-- Work to complete --
Each line below must be transcribed with no word changed.

--- --- ---

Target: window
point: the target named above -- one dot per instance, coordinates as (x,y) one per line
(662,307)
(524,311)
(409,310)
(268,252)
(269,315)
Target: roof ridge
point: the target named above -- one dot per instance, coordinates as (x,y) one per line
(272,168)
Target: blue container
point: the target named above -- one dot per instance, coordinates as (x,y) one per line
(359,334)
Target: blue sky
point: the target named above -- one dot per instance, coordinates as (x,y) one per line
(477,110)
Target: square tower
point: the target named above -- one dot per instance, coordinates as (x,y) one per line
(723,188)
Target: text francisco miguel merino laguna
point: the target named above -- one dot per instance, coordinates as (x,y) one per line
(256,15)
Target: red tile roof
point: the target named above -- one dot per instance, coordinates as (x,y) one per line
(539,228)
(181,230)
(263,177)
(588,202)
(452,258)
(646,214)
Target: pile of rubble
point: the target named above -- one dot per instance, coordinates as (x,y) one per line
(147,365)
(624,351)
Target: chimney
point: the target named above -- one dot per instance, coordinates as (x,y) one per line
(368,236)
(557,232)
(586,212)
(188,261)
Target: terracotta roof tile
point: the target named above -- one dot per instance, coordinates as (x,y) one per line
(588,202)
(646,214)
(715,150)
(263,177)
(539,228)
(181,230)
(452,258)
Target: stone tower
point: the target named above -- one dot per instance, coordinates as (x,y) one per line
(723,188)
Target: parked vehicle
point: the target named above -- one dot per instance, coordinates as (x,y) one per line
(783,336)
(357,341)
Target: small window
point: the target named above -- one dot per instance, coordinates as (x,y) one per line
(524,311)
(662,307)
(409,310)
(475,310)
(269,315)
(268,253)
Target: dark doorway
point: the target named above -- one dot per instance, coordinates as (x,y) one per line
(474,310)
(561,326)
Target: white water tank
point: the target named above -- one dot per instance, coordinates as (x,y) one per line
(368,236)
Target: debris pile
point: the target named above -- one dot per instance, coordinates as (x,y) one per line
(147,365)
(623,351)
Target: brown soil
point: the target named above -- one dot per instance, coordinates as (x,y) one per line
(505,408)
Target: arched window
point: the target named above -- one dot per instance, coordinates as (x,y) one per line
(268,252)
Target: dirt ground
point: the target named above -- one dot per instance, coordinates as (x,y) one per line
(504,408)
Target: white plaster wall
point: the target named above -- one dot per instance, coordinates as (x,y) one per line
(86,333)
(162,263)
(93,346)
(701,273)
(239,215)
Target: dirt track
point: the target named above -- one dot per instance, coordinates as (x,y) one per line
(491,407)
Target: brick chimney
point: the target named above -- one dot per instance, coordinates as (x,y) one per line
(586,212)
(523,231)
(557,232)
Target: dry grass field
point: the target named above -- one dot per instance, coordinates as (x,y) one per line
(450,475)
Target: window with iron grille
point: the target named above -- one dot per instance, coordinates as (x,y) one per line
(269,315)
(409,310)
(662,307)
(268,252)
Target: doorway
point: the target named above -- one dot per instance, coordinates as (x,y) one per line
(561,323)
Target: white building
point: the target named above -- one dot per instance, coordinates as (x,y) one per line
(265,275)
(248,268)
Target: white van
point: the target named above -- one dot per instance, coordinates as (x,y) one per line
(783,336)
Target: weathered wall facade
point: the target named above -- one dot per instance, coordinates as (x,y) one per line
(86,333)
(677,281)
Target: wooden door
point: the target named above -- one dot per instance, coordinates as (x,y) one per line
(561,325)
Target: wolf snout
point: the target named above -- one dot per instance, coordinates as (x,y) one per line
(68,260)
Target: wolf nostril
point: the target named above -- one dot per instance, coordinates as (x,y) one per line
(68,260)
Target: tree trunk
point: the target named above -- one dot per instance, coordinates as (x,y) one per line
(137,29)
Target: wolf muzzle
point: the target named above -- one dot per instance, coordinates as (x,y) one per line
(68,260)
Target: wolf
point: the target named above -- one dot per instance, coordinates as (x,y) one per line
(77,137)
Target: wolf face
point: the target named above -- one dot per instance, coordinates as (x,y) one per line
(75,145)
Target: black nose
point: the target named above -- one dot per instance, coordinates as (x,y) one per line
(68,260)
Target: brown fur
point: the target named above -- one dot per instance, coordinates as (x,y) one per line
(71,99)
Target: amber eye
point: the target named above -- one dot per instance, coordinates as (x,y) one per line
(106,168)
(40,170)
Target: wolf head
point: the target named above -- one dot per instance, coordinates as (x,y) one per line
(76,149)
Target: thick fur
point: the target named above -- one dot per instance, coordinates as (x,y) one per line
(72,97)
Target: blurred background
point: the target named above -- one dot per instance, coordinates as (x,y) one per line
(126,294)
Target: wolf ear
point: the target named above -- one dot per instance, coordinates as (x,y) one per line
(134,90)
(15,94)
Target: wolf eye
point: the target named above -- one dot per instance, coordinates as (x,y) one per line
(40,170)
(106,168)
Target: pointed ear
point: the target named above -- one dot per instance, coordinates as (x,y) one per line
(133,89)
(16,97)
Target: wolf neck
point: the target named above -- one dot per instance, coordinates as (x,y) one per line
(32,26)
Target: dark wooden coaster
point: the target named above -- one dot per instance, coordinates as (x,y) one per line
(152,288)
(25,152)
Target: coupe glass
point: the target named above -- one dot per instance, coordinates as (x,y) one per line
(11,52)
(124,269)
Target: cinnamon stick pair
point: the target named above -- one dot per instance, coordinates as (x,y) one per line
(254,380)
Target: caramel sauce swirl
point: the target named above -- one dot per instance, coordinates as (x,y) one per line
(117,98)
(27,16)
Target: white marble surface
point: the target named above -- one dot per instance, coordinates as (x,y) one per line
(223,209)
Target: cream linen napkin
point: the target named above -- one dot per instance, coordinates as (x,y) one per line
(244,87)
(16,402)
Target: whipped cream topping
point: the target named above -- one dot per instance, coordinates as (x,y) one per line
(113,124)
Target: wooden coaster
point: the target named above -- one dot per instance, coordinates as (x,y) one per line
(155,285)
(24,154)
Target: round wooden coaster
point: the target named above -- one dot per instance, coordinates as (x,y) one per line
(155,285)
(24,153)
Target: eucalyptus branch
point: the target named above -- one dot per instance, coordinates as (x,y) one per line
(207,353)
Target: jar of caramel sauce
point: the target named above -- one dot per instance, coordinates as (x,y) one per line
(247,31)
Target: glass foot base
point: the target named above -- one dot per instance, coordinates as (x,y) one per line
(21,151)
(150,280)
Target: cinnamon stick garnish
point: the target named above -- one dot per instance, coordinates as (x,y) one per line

--- --- ---

-- Task result --
Target: window
point: the target named above -- one dot per instance, coordinates as (x,y) one per line
(662,307)
(524,311)
(409,310)
(268,252)
(269,315)
Target: roof ridge
point: the target named above -- one dot per instance, coordinates as (x,y) one per line
(272,168)
Target: blue container
point: the target named above -- one dot per instance, coordinates as (x,y) one per line
(359,334)
Target: blue sky
point: the target named above -- one dot per instance, coordinates as (x,y) one per line
(477,110)
Target: square tower
point: the target named above -- one dot per instance, coordinates as (x,y) one per line
(723,188)
Target: text francisco miguel merino laguna
point: the target named above -- one dot per instance, coordinates as (x,y) one per line
(256,15)
Target: red tile roof
point: the target named above -- one dot per instance, coordinates as (x,y) one per line
(539,228)
(181,230)
(263,177)
(588,202)
(452,258)
(646,214)
Target: pile of rubble
point: the target named above -- one dot per instance, coordinates as (x,y) one per line
(147,365)
(624,351)
Target: chimney
point: the target named above -- one dot per instance, coordinates as (x,y) one per line
(368,236)
(557,232)
(586,212)
(188,261)
Target: terracotta roof tile
point: the target named above -- one dot per instance, coordinates as (x,y) one per line
(588,202)
(646,214)
(715,150)
(263,177)
(539,228)
(181,230)
(452,258)
Target: stone tower
point: the target named above -- one dot per instance, coordinates as (x,y) one per line
(723,188)
Target: parked vehicle
point: the target named above -- one dot per instance, coordinates as (x,y) one per line
(783,336)
(357,341)
Target: small window
point: the target named above -- one dot per instance, coordinates as (x,y) one per line
(524,311)
(662,307)
(409,310)
(475,310)
(269,315)
(268,253)
Target: dark doorway
point: the target named above -- one dot per instance, coordinates as (x,y) one per line
(474,310)
(561,326)
Target: white water tank
point: the target named above -- one dot per instance, coordinates as (x,y) one per line
(368,236)
Target: debris pile
point: the target named above -- one dot per instance, coordinates as (x,y) one per line
(147,365)
(623,351)
Target: brown soil
point: the target named above -- one dot per instance, coordinates as (x,y) one per line
(505,408)
Target: arched window
point: the target named above -- one dot per instance, coordinates as (x,y) one per line
(268,252)
Target: dirt ground
point: the target named above -- one dot per instance, coordinates as (x,y) one per line
(504,408)
Target: white plaster wall
point: the target named above -- one dot per instance, coordinates as (x,y) one per line
(86,333)
(162,263)
(93,346)
(701,273)
(239,215)
Target: dirt track
point: the target named above -- one dot per instance, coordinates as (x,y) one per line
(491,407)
Target: brick chimney
point: the target named above -- one dot per instance, coordinates as (x,y) one per line
(586,212)
(523,231)
(557,232)
Target: dry grass field
point: the target named above -- one dot per instance, coordinates as (x,y) one per line
(450,475)
Target: window with iron grille
point: the target named above -- one dot per instance, coordinates as (x,y) one per line
(269,315)
(409,310)
(662,307)
(268,252)
Target: doorway
point: the target named above -- one dot per instance, coordinates as (x,y) one per line
(561,323)
Target: white building
point: the target named above -- one dot per instance, coordinates as (x,y) one per line
(265,275)
(248,268)
Target: white van
point: the target named above -- one dot per instance, coordinates as (x,y) one per line
(783,336)
Target: weathered wall facade
point: the target named above -- one dot per instance, coordinates as (x,y) one per line
(86,333)
(677,281)
Target: wooden door
point: the target named above -- one dot per instance, coordinates as (x,y) one per line
(561,325)
Target: wolf snout
point: the target named above -- one dot per instance, coordinates as (x,y) one per line
(68,260)
Target: wolf nostril
point: the target named above -- one dot per instance, coordinates as (x,y) one per line
(68,260)
Target: tree trunk
point: the target named above -- one dot per instance, coordinates as (x,y) one per line
(137,29)
Target: wolf muzzle
point: the target named above -- one dot per instance, coordinates as (x,y) one per line
(68,260)
Target: wolf
point: the target named above -- one dot per instance, coordinates as (x,y) one per line
(77,137)
Target: wolf face
point: the target named above -- one dot per instance, coordinates as (x,y) one per line
(75,145)
Target: black nose
point: the target named above -- one dot per instance, coordinates as (x,y) one per line
(68,260)
Target: brown fur
point: the target named above -- one dot per instance, coordinates as (x,y) one per line
(71,99)
Target: amber eye
point: the target named above -- one dot per instance, coordinates as (x,y) one per line
(106,168)
(40,170)
Target: wolf head
point: the target named above -- one dot per instance, coordinates as (x,y) one per line
(76,149)
Target: thick fur
point: the target named above -- one dot per instance, coordinates as (x,y) one per line
(72,97)
Target: blurred background
point: the target named above -- one dot per instance, coordinates as (x,y) one per line
(126,294)
Target: wolf ear
point: the target named above -- one dot per instance, coordinates as (x,y) one per line
(134,90)
(15,94)
Target: wolf eye
point: the target named above -- one dot per instance, coordinates as (x,y) one per line
(40,170)
(106,168)
Target: pointed ear
point: the target named above -- one dot per instance, coordinates as (x,y) one per line
(133,89)
(16,97)
Target: wolf neck
point: the target named above -- one dot per instance, coordinates as (x,y) one per line
(32,26)
Target: dark wooden coaster
point: the target named above -- one dot per instance, coordinates as (x,y) one per line
(152,288)
(25,152)
Target: coupe glass
point: the target named above -- one dot per instance, coordinates as (x,y) one per line
(11,52)
(124,269)
Target: cinnamon stick pair
point: the target named above -- one dot per instance, coordinates as (x,y) one per line
(254,380)
Target: caramel sauce swirl
point: the target named above -- one dot per instance, coordinates as (x,y) one per line
(117,98)
(27,16)
Target: white marble surface
point: the target named above -- one dot per instance, coordinates as (x,y) one per line
(223,209)
Target: cream linen napkin
point: the target named above -- one dot per instance, coordinates as (x,y) one per line
(244,87)
(16,402)
Target: whipped cream topping
point: the target named above -- one dot per instance, coordinates as (x,y) one per line
(113,124)
Target: wooden coaster
point: the target named above -- one dot per instance, coordinates as (x,y) one per line
(155,285)
(24,154)
Target: round wooden coaster
point: the target named above -- one dot per instance, coordinates as (x,y) one per line
(155,285)
(24,153)
Target: eucalyptus branch
point: the target named above -- one dot per instance, coordinates as (x,y) one per line
(207,353)
Target: jar of caramel sauce
point: the target named above -- one dot per instance, coordinates as (x,y) one per line
(247,31)
Target: glass foot base
point: the target named above -- one dot per instance, coordinates as (x,y) one per line
(21,151)
(150,280)
Target: cinnamon stick garnish
point: the target named above -- one dot per instance, coordinates as (x,y) one per line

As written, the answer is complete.